:: Directions for this task ::
Reproduce every line of the records below verbatim, but leave the pictures out.

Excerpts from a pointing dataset
========================================
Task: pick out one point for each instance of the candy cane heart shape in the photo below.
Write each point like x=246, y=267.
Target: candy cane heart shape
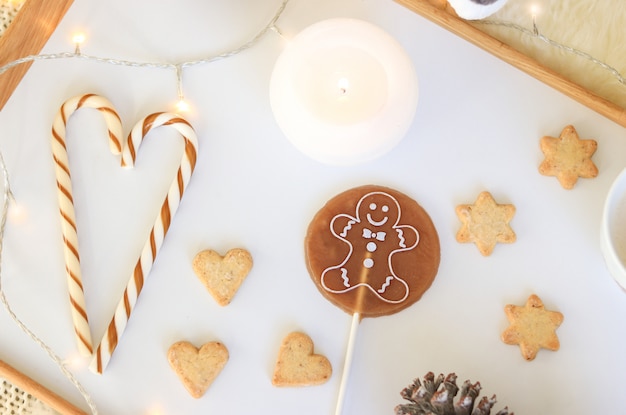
x=66, y=203
x=157, y=234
========================================
:: The answer ::
Task: pick out one point for each instance of the candy cane heart shape in the photo below.
Write each point like x=246, y=267.
Target: candy cane heart shape
x=66, y=203
x=157, y=234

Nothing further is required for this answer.